▸ **Stated goal**
Copy the records from the line containing "of the terracotta" through the end of the records, both ends included, keeping each request line as is and shifting every coordinate in the answers by adding 67.

▸ **Input material**
[BEGIN]

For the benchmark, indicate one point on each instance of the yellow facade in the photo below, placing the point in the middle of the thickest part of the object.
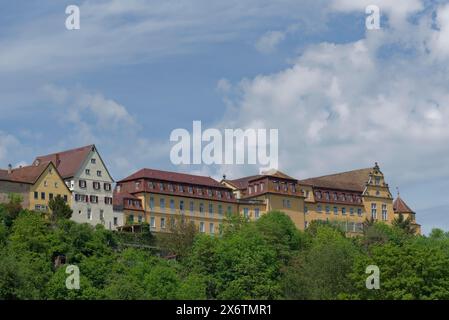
(47, 186)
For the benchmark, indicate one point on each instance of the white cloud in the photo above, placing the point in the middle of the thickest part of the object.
(269, 42)
(345, 106)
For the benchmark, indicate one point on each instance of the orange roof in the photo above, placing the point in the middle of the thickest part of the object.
(351, 180)
(68, 162)
(173, 177)
(400, 206)
(27, 174)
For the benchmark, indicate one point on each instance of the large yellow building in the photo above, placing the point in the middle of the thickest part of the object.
(347, 199)
(37, 184)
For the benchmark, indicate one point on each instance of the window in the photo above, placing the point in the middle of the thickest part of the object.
(162, 204)
(181, 205)
(211, 209)
(384, 212)
(374, 210)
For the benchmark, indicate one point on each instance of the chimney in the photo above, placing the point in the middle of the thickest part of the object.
(58, 161)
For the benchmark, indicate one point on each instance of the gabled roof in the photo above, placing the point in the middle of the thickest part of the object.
(351, 180)
(173, 177)
(400, 206)
(68, 162)
(27, 174)
(242, 183)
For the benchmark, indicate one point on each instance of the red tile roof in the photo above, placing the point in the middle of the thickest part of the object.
(400, 206)
(173, 177)
(27, 174)
(355, 180)
(242, 183)
(68, 162)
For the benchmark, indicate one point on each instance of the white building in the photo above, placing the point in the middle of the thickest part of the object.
(88, 178)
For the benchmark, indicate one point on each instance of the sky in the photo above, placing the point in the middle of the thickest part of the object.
(342, 97)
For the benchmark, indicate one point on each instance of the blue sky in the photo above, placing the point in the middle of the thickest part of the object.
(342, 97)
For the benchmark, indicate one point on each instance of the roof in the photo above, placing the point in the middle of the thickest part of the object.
(173, 177)
(351, 180)
(27, 174)
(400, 206)
(242, 183)
(68, 162)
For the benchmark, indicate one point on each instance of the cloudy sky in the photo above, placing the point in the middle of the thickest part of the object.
(342, 97)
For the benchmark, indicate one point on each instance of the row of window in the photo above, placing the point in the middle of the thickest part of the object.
(337, 196)
(43, 196)
(91, 199)
(189, 189)
(163, 224)
(336, 211)
(95, 184)
(192, 208)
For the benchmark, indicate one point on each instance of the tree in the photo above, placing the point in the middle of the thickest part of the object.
(179, 240)
(404, 224)
(59, 209)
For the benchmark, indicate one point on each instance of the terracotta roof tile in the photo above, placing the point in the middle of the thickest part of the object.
(173, 177)
(68, 162)
(27, 174)
(400, 206)
(352, 180)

[END]

▸ **Answer**
For the benchmark, indicate one point on each instance of the terracotta roof tile in the photo above, placing the point in the middle of the thickest part of the object.
(240, 244)
(135, 229)
(94, 241)
(467, 273)
(419, 247)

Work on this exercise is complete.